(Referring expression pointing data)
=-=-=
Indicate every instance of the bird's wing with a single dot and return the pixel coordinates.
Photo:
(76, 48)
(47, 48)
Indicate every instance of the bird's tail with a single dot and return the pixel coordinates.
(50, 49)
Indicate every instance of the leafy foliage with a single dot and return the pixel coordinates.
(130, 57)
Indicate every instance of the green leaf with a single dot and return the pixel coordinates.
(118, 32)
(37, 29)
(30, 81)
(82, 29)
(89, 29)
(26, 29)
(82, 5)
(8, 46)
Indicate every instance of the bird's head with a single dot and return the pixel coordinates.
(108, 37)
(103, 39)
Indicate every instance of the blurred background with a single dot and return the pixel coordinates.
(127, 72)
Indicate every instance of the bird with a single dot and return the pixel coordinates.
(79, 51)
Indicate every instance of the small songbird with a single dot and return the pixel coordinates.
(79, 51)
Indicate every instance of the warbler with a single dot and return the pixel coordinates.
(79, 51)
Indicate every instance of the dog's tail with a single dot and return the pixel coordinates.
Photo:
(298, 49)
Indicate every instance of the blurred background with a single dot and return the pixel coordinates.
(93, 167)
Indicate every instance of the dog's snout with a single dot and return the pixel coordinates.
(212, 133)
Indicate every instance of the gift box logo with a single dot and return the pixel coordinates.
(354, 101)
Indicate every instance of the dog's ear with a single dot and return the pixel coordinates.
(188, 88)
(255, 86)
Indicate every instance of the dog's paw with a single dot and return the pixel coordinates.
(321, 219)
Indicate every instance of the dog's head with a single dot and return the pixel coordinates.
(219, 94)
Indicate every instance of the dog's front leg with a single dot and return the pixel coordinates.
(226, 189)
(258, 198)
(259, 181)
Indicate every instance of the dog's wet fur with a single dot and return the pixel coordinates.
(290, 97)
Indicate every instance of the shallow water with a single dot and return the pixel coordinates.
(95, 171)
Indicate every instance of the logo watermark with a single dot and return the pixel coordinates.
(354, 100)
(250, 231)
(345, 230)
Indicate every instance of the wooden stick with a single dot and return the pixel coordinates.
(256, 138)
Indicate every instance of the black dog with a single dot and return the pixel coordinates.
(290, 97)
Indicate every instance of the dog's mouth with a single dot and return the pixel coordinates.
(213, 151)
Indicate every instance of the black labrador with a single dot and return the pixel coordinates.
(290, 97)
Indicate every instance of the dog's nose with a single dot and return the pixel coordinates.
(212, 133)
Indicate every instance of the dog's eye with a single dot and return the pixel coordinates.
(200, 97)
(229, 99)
=-=-=
- _Instructions to follow_: Extract all of the data above and output it character for character.

- _Response to this task_:
Indicate every instance of the bird's wing with a single dot and return the pixel coordinates.
Photo:
(76, 48)
(47, 48)
Indicate every instance of the bird's tail with a single dot and return the pixel coordinates.
(50, 49)
Indicate every instance of the leafy foliage with a single dot and return the pixel coordinates.
(130, 57)
Indicate every instance of the green leaf with a single dot and return the pixel coordinates.
(118, 32)
(37, 29)
(30, 81)
(82, 29)
(89, 29)
(26, 29)
(82, 5)
(8, 46)
Indicate every instance of the bird's head with a single dot and return the pixel coordinates.
(108, 37)
(103, 39)
Indicate every instance of the blurred background with a single dot and return the pixel coordinates.
(127, 72)
Indicate every instance of the bird with a single dot and return the pixel coordinates.
(79, 51)
Indicate every instance of the small songbird with a single dot and return the pixel coordinates.
(79, 51)
Indicate every instance of the warbler with a single dot and return the pixel coordinates.
(79, 51)
Indicate every instance of the dog's tail with a single dot and return the pixel coordinates.
Photo:
(298, 49)
Indicate every instance of the blurred background with a single dot and return the pixel coordinates.
(93, 167)
Indicate every instance of the dog's snout with a single dot and return the pixel coordinates.
(212, 133)
Indicate every instance of the gift box logo with a single dot and return the pixel coordinates.
(354, 101)
Indicate every instance of the dog's ear with a single dot and return the pixel coordinates.
(188, 88)
(255, 86)
Indicate every instance of the dog's paw with a single dot and return the pixel coordinates.
(321, 219)
Indicate every instance of the dog's head with a single dot and return the pixel coordinates.
(219, 94)
Indicate every instance of the dog's front leg with a single dot and return the pixel coordinates.
(226, 189)
(258, 198)
(259, 181)
Indicate every instance of the dog's wet fur with a single dot and return the pixel coordinates.
(290, 97)
Indicate every instance of the shallow water with a single dot and return the pixel coordinates.
(95, 171)
Indicate every instance of the logo watermark with a single dot and return the pixel coordinates.
(354, 100)
(250, 231)
(345, 230)
Indicate every instance of the wooden stick with a single dot and return the pixel coordinates.
(256, 138)
Indicate every instance of the black dog with a single dot and return the pixel coordinates.
(290, 97)
Indicate every instance of the dog's mouth with a single dot and return the pixel coordinates.
(213, 151)
Indicate every instance of the black labrador with a single dot and return the pixel coordinates.
(290, 97)
Indicate every instance of the dog's nose with a single dot and return the pixel coordinates.
(212, 133)
Indicate every instance of the dog's eye with a single dot and return the pixel coordinates.
(200, 97)
(229, 99)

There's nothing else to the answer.